What this task involves: Render every line below as a Markdown table with two columns, No. and Line, numbering each row and leaving out blank lines.
⟨
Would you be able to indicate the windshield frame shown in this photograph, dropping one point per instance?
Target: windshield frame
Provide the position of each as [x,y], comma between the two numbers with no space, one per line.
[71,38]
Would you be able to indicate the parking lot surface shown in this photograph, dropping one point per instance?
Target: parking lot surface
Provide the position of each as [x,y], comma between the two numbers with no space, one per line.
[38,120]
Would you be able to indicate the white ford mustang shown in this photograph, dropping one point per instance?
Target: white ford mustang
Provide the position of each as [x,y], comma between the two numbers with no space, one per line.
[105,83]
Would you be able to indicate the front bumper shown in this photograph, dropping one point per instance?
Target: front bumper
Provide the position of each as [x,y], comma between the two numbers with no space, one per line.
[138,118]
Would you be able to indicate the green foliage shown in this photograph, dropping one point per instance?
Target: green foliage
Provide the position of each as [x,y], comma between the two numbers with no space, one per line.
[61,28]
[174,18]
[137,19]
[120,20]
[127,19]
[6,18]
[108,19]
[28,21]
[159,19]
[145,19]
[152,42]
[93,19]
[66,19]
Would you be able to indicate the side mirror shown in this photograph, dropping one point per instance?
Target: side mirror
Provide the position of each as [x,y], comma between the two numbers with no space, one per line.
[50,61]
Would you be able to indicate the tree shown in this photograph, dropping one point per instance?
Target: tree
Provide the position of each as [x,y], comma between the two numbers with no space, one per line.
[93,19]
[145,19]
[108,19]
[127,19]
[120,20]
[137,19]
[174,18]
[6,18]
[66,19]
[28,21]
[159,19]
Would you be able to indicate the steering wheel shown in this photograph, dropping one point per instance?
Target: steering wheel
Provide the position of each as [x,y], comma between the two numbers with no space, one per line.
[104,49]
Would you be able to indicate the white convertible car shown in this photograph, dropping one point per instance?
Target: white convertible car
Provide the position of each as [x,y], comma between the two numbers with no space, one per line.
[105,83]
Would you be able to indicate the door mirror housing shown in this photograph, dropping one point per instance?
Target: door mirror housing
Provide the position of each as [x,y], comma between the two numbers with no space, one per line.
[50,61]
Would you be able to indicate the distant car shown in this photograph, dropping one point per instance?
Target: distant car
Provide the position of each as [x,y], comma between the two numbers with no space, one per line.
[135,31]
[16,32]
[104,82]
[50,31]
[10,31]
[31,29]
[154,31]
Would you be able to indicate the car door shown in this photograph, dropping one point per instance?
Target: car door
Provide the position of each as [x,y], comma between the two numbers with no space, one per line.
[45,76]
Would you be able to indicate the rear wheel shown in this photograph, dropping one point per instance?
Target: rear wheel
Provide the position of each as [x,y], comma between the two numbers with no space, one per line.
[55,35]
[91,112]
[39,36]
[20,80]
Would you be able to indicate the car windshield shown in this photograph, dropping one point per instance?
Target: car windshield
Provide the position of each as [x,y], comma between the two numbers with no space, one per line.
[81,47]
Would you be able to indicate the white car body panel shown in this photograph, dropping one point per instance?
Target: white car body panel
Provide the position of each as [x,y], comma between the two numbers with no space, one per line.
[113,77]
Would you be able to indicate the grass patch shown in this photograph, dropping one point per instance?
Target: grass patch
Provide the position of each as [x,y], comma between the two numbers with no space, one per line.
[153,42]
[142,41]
⟩
Answer to this problem:
| No. | Line |
|---|---|
| 1 | Would you be able to indicate the windshield frame shown in this photograph, dropping one point per instance? |
| 2 | Target: windshield frame |
| 3 | Provide the position of each as [x,y], comma between the two numbers with no space, one per line. |
| 4 | [71,38] |
| 5 | Would you be able to indicate the parking lot surface shown in this photograph, dropping one point per instance? |
| 6 | Target: parking lot surface |
| 7 | Provide the position of each as [x,y], comma between the two numbers with no space, one per line. |
| 8 | [38,120] |
| 9 | Would you be able to indicate the white ford mustang shown in this photograph, dropping one point per instance? |
| 10 | Target: white ford mustang |
| 11 | Provide the position of each as [x,y], comma between the two numbers with no space, one per line. |
| 12 | [105,83] |
| 13 | Would you be able to indicate the front bumper shown in this photograph, dropping one point per instance? |
| 14 | Target: front bumper |
| 15 | Provide the position of each as [x,y], comma between the two numbers with no space, one per line. |
| 16 | [138,118] |
| 17 | Would you be able to indicate the green foliage shown in this photograph, dropping one point per instance? |
| 18 | Target: green foliage |
| 19 | Provide the position of each as [x,y], comma between the two numbers with no space, one per line. |
| 20 | [61,28] |
| 21 | [174,18] |
| 22 | [137,19] |
| 23 | [120,20] |
| 24 | [127,19] |
| 25 | [6,18] |
| 26 | [108,19] |
| 27 | [28,21] |
| 28 | [159,19] |
| 29 | [145,19] |
| 30 | [152,42] |
| 31 | [93,19] |
| 32 | [66,19] |
| 33 | Would you be able to indicate the side mirror shown in this photograph, dropping one point per instance? |
| 34 | Target: side mirror |
| 35 | Provide the position of each as [x,y], comma between the two numbers with no space, one per line. |
| 36 | [50,61] |
| 37 | Would you be able to indicate the tree shown in this photograph, dropping one point per instance? |
| 38 | Target: tree |
| 39 | Provide the position of each as [x,y], comma between the two numbers with no space, one per line. |
| 40 | [93,19] |
| 41 | [145,19] |
| 42 | [108,19] |
| 43 | [127,19] |
| 44 | [120,20] |
| 45 | [137,19] |
| 46 | [174,18] |
| 47 | [6,18] |
| 48 | [66,19] |
| 49 | [28,21] |
| 50 | [159,19] |
| 51 | Would you be able to indicate the steering wheel shown in this photograph, dropping one point per instance? |
| 52 | Target: steering wheel |
| 53 | Provide the position of each as [x,y], comma between the two numbers with no space, one per line. |
| 54 | [104,49] |
| 55 | Would you be able to indicate the white convertible car shown in this photograph, dropping one point per instance? |
| 56 | Target: white convertible car |
| 57 | Provide the position of each as [x,y], comma between the two numbers with no space, one per line. |
| 58 | [105,83] |
| 59 | Would you be able to indicate the door mirror housing shown in this photograph, dropping one point per instance? |
| 60 | Target: door mirror housing |
| 61 | Provide the position of each as [x,y], comma between the two numbers with no space, one per line. |
| 62 | [50,61] |
| 63 | Would you be able to indicate the distant car shown in this photograph, dropping one point per instance? |
| 64 | Target: distant car |
| 65 | Provide the position of each as [x,y], comma between the two numbers with no space, one per line. |
| 66 | [135,31] |
| 67 | [16,32] |
| 68 | [104,82] |
| 69 | [50,31] |
| 70 | [10,31] |
| 71 | [31,29] |
| 72 | [154,31] |
| 73 | Would you be able to indicate the car door shown in this photograph, dropping one point per instance? |
| 74 | Target: car door |
| 75 | Provide the position of each as [x,y], comma between the two numbers with no space, one per line. |
| 76 | [45,76] |
| 77 | Would you be able to indicate the rear wheel shown in this photograph, dropping one point per instance? |
| 78 | Target: rear wheel |
| 79 | Provide the position of each as [x,y], comma between the two numbers with no space, one per line. |
| 80 | [55,35] |
| 81 | [91,112] |
| 82 | [39,36] |
| 83 | [20,80] |
| 84 | Would you be able to indicate the car windshield shown in this photograph, dropping one point per instance? |
| 85 | Target: car windshield |
| 86 | Provide the position of each as [x,y], comma between the two numbers with no space, one per line. |
| 87 | [81,47] |
| 88 | Would you be able to indicate the white car body panel shown in this photograph, dropping one point per instance? |
| 89 | Target: white car body panel |
| 90 | Provide the position of each as [x,y], comma between the two numbers with no space, one per line. |
| 91 | [113,77] |
| 92 | Would you be able to indicate the grass patch shown in this photograph, dropping one point per instance? |
| 93 | Target: grass patch |
| 94 | Provide the position of each as [x,y], comma between the two numbers with no space, one per line. |
| 95 | [153,42] |
| 96 | [142,41] |